Document extract →
▽

Request for Comments: 1728
Bunyip Information Systems
Status of this Memo
This memo provides information for the Internet community. This memo does not specify an Internet standard of any kind. Distribution of this memo is unlimited.
Although a number of systems have been created in the last several years to provide resource location and navigation on the Internet, the information contained in these systems must be maintained and updated by hand. This paper describes an automatic mechanism, the resource transponder, for maintaining resource location information.
This document is being circulated as sort of a research paper; consequently there are no protocol specifications or anything of the sort. I hope that we can go from here and actually design them if there's consensus that they are potentially useful. Once we have some idea of the required functionality, we can then go out and standardize them.
This paper represents only the opinions of the author; it does not represent the consensus of the IIIR Working Group, although it is recognized by them as one legitimate approach to a solution of the problem.
In the past few years, we've seen the invention and growth of a number of information location systems on the Internet, e.g., archie, Gopher, and WAIS. However, as these systems have become widely deployed, a number of maintenance and security problems have arisen with them. Some of the major ones:
- Out of necessity, most of these systems contain pointers to the desired resources rather than the resources themselves. Therefore, if a resource becomes obsolete, is modified, or is moved, the location system must be updated by hand. Some systems (archie in particular) proactively create updated indexes by contacting every resource on a certain time schedule (every 30 days or so) but this means that the system can be up to 30 days out of date, and this process can be highly inefficient depending on the percentage of information that has changed.

△

Coordinate annotation entries →
▽

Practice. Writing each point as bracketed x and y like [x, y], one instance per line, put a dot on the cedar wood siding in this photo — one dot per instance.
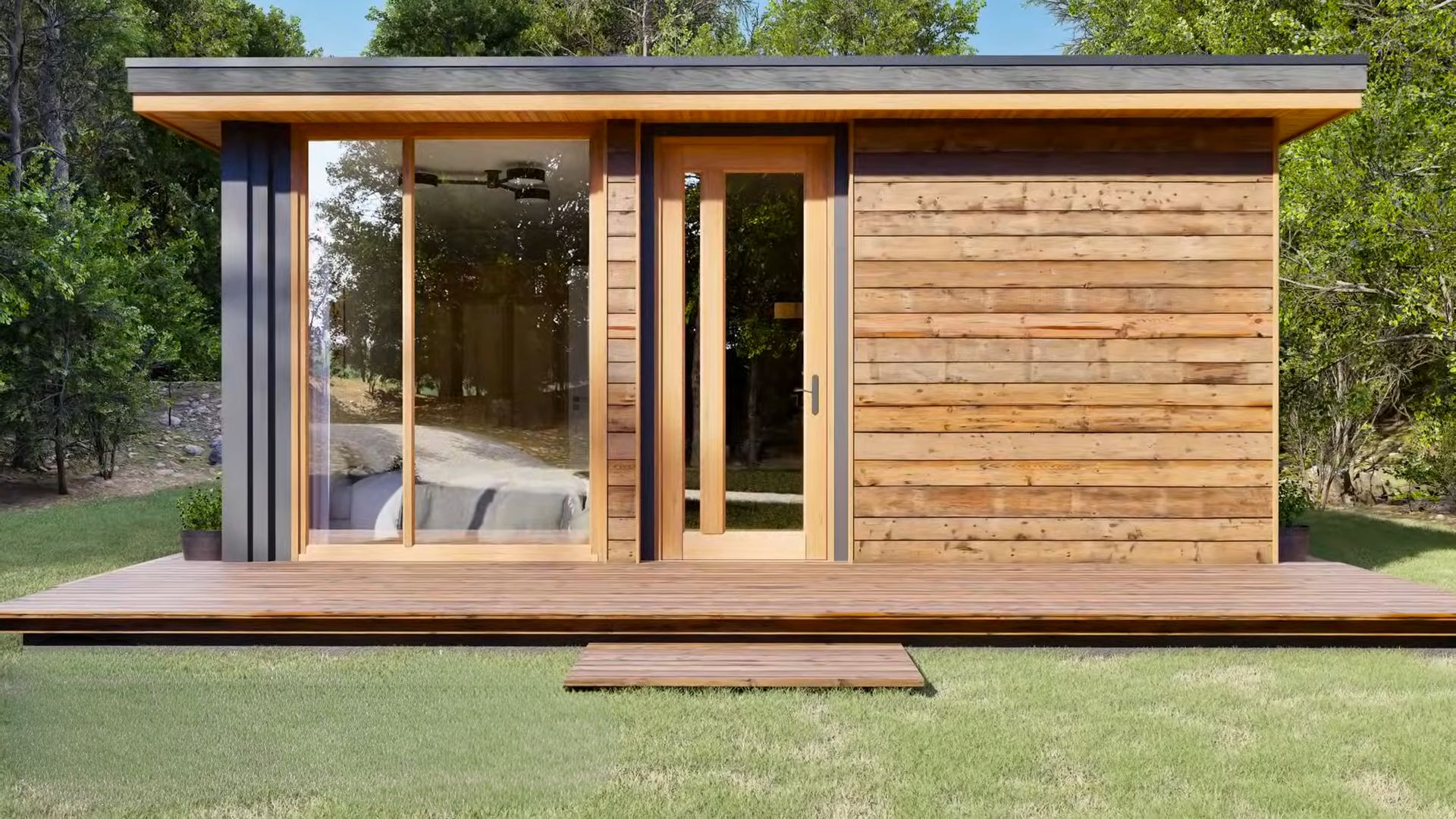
[1065, 340]
[622, 340]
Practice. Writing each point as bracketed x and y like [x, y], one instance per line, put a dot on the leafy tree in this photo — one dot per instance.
[98, 309]
[867, 27]
[1367, 216]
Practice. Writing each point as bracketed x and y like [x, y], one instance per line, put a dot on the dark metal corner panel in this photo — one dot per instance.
[256, 265]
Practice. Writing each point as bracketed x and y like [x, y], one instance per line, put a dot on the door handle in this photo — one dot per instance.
[813, 392]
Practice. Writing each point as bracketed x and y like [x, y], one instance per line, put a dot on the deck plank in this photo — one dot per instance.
[736, 599]
[745, 665]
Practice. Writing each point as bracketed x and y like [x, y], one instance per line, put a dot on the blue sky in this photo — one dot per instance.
[338, 27]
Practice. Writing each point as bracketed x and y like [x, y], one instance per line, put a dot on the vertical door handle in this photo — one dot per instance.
[813, 392]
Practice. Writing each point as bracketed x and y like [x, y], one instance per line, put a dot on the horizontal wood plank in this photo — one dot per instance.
[1062, 223]
[1062, 372]
[1188, 350]
[1065, 325]
[1022, 165]
[1063, 196]
[1068, 248]
[1065, 472]
[1068, 447]
[1063, 300]
[1063, 529]
[392, 599]
[1066, 419]
[1218, 553]
[1062, 502]
[1074, 394]
[1122, 134]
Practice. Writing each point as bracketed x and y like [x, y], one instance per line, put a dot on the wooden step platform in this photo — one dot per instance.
[745, 665]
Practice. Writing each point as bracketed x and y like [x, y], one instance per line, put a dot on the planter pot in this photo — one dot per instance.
[201, 544]
[1293, 544]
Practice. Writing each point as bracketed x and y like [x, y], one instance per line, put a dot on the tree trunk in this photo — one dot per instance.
[60, 445]
[695, 439]
[17, 44]
[53, 115]
[753, 455]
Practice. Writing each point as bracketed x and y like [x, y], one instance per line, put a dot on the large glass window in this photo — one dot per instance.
[356, 423]
[501, 406]
[500, 401]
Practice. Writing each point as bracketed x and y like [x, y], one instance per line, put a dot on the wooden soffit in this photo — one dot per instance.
[200, 117]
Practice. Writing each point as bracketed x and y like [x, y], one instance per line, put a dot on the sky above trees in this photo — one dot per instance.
[1006, 27]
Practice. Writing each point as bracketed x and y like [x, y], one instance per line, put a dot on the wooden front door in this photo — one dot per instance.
[745, 404]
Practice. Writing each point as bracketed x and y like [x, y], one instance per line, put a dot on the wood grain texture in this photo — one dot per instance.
[1074, 394]
[1060, 197]
[1069, 447]
[620, 338]
[1068, 248]
[1062, 502]
[1063, 471]
[689, 599]
[743, 665]
[1168, 529]
[1071, 419]
[1191, 350]
[1062, 372]
[1062, 331]
[1066, 551]
[1063, 273]
[1062, 223]
[1123, 134]
[1063, 299]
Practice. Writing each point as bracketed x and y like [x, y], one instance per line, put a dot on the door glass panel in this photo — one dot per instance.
[501, 346]
[354, 401]
[764, 363]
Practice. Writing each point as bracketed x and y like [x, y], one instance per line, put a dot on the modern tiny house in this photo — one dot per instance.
[814, 309]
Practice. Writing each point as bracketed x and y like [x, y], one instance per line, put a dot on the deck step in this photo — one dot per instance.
[745, 665]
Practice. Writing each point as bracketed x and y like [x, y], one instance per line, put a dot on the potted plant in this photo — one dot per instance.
[201, 512]
[1293, 502]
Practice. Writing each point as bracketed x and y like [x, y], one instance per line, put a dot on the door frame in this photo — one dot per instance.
[714, 156]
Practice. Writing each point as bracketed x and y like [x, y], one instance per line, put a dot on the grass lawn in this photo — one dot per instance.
[484, 732]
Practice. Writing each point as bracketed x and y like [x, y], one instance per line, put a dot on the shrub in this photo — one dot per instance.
[1293, 500]
[201, 509]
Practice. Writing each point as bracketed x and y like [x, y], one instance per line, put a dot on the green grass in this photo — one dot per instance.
[1424, 553]
[460, 732]
[756, 480]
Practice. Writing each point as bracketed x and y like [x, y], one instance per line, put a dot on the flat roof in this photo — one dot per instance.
[196, 95]
[761, 74]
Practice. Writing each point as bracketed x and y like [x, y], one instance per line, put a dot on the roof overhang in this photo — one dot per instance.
[196, 95]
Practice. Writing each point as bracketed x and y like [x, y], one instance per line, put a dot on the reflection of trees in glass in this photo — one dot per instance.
[482, 254]
[354, 271]
[764, 265]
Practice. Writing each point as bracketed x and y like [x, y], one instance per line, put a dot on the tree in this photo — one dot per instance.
[867, 27]
[1367, 219]
[76, 360]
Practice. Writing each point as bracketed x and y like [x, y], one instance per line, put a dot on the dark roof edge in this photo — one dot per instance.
[743, 61]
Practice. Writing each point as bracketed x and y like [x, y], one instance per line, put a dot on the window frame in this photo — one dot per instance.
[302, 548]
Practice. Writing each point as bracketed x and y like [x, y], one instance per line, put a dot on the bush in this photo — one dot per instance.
[1293, 500]
[201, 509]
[1429, 458]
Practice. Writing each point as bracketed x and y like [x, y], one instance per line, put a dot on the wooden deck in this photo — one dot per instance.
[745, 665]
[686, 599]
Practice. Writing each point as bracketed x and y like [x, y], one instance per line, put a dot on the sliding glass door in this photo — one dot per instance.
[449, 349]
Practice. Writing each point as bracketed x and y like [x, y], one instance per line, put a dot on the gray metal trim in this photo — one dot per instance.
[256, 369]
[737, 61]
[758, 76]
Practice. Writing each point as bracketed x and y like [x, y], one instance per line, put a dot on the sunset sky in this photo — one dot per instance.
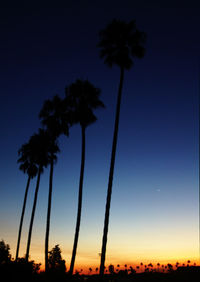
[155, 201]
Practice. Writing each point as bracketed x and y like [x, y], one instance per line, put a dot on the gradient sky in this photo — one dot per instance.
[155, 200]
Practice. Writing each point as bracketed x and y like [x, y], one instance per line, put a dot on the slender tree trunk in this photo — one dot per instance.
[79, 203]
[22, 217]
[32, 215]
[48, 216]
[112, 164]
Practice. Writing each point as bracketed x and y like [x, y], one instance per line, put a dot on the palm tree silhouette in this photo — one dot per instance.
[82, 97]
[52, 115]
[40, 155]
[120, 42]
[28, 167]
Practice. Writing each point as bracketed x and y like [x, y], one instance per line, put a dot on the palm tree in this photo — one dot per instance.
[82, 97]
[40, 155]
[120, 42]
[28, 167]
[52, 115]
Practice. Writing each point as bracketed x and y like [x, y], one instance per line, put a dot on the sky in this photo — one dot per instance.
[154, 214]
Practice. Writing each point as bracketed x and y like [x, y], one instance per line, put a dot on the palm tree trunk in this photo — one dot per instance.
[48, 216]
[32, 215]
[22, 217]
[79, 202]
[112, 164]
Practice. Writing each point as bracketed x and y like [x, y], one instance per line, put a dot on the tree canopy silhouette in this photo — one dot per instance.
[54, 118]
[28, 166]
[119, 44]
[83, 98]
[40, 145]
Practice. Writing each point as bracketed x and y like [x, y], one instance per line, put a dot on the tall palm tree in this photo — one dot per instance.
[54, 118]
[40, 155]
[120, 42]
[83, 98]
[30, 168]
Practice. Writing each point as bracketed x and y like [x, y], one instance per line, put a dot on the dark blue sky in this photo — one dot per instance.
[43, 49]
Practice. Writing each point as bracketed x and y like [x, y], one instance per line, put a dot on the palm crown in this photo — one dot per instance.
[43, 149]
[120, 42]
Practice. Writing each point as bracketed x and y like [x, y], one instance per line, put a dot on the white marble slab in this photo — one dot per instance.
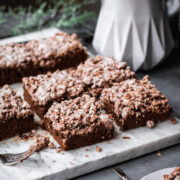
[54, 166]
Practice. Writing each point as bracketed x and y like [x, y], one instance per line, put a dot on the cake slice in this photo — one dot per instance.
[100, 72]
[16, 117]
[42, 90]
[39, 56]
[78, 122]
[134, 103]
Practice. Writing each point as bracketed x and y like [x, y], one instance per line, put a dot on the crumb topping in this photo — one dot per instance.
[42, 51]
[79, 116]
[54, 46]
[52, 86]
[150, 124]
[12, 105]
[102, 71]
[135, 98]
[13, 55]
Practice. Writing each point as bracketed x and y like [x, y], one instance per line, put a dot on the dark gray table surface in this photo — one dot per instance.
[166, 77]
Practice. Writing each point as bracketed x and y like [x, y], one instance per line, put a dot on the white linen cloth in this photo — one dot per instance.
[135, 31]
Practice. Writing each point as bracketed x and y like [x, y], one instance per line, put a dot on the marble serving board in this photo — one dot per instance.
[50, 165]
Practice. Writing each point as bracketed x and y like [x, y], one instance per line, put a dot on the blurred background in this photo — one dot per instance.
[80, 16]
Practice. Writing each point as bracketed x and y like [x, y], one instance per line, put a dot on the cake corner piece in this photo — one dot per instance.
[135, 102]
[78, 122]
[16, 117]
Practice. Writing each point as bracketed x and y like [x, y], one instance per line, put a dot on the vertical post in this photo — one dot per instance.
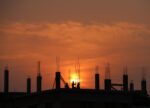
[143, 86]
[6, 80]
[39, 83]
[107, 85]
[97, 81]
[39, 79]
[28, 85]
[131, 86]
[125, 80]
[107, 78]
[143, 82]
[57, 79]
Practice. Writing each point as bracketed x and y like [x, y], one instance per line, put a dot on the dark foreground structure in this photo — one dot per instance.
[75, 97]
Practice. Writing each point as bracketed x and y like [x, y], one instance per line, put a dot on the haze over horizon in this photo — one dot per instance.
[97, 31]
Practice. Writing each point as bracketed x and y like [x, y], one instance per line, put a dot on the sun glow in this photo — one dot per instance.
[74, 77]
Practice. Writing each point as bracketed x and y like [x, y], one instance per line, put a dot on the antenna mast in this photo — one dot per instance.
[57, 64]
[39, 68]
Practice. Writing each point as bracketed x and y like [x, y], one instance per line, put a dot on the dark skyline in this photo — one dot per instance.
[97, 31]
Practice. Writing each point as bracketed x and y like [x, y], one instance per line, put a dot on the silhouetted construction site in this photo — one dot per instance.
[73, 96]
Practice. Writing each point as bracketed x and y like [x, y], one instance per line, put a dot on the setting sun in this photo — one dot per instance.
[74, 77]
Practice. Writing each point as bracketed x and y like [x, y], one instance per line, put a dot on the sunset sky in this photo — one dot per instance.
[96, 31]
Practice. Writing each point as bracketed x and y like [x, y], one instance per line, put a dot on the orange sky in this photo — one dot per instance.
[96, 31]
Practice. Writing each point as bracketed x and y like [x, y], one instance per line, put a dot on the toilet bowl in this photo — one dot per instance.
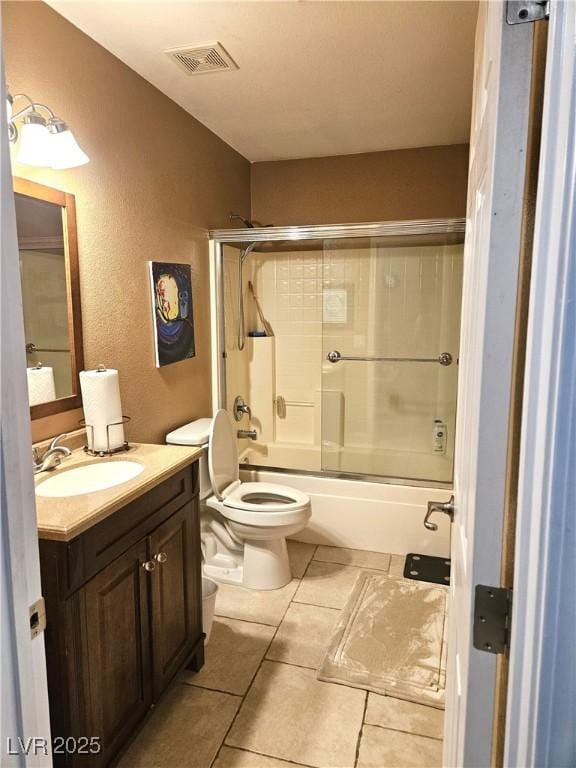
[244, 525]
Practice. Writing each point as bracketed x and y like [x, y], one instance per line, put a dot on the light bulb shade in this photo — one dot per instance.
[64, 149]
[34, 143]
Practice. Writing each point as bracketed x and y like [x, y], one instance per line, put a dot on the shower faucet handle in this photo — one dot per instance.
[249, 434]
[438, 506]
[240, 408]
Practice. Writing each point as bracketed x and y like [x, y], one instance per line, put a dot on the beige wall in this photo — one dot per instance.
[424, 183]
[157, 178]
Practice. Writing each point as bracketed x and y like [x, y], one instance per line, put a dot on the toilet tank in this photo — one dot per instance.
[196, 433]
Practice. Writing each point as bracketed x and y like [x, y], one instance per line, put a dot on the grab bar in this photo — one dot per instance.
[444, 358]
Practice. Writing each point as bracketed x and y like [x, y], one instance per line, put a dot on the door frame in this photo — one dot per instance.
[542, 686]
[24, 686]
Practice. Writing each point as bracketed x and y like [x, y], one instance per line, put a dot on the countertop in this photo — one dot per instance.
[64, 518]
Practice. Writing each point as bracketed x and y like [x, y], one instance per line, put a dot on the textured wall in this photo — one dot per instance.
[424, 183]
[157, 178]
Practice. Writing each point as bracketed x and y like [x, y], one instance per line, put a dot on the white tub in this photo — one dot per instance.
[377, 517]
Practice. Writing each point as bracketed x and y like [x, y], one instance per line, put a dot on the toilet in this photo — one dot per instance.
[243, 525]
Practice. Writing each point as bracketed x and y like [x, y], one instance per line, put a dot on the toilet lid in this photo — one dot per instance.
[222, 454]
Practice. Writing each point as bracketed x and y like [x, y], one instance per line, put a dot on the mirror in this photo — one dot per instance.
[46, 224]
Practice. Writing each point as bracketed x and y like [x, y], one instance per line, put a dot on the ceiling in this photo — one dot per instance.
[314, 78]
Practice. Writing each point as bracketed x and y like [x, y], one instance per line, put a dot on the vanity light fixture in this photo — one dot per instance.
[44, 142]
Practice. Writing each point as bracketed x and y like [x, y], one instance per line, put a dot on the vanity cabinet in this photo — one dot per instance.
[124, 615]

△

What to produce →
Please continue the RFC excerpt on resource transponders, picking up right after its last sentence.

Written answer →
- Conversely, anyone who maintains a resource that they wish indexed must keep track of every directory which contains a pointer to that resource, so that if it is modified, all the directories can be updated. This obviously is an optimistic scenario.
- Many organizations which have installed these systems do not have the the available resources or expertise to maintain the information in the systems. Thus we have long periods where the information drifts, then a short period when the information is updated again.
- Even though these systems are almost always out of date today, this problem will become increasingly harder for humans to manage by hand as everyone on the net becomes their own publisher. Also, as the net speeds up and people rely more and more on accurate information, human-induced delays in updates of these systems will become increasingly intolerable.
- Most, if not all, of these systems provide no security whatsoever; if a pointer to a resource appears in a locator system, then it is assumed to be meant for public consumption. There are many potential information providers who would like to use publicly deployed information systems to publish to a very selected clientele, and do not wish to allow the whole net access to their resources.
2. Requirements for a Solution
There are several objectives which must be met by any proposed solution to these problems:
- We need to decrease the personnel resources needed for indexing and pointer maintenance.
- We need to increase the reliability and accuracy of the information held in resource location systems.
- We need to provide some mechanisms for security, particularly by mediating access to the resources.
- We need to make it easy for non-experts, such as librarians, archivists, and database maintainers, to announce their new resources to the various resource location services.
Many of these problems can be solved by a 'resource transponder' mechanism.
3. Resource Transponders
The resource transponder system works by adding two new layers to every resource: metainformation and an agent to update a resource location system (RLS) with that metainformation. The metainformation layer is physically attached to every resource, so that when the resource is moved or altered, the metainformation is immediately available to update the RLS. The agent layer may also be attached to the resource or may not be; the implications of both of these options are discussed in detail below.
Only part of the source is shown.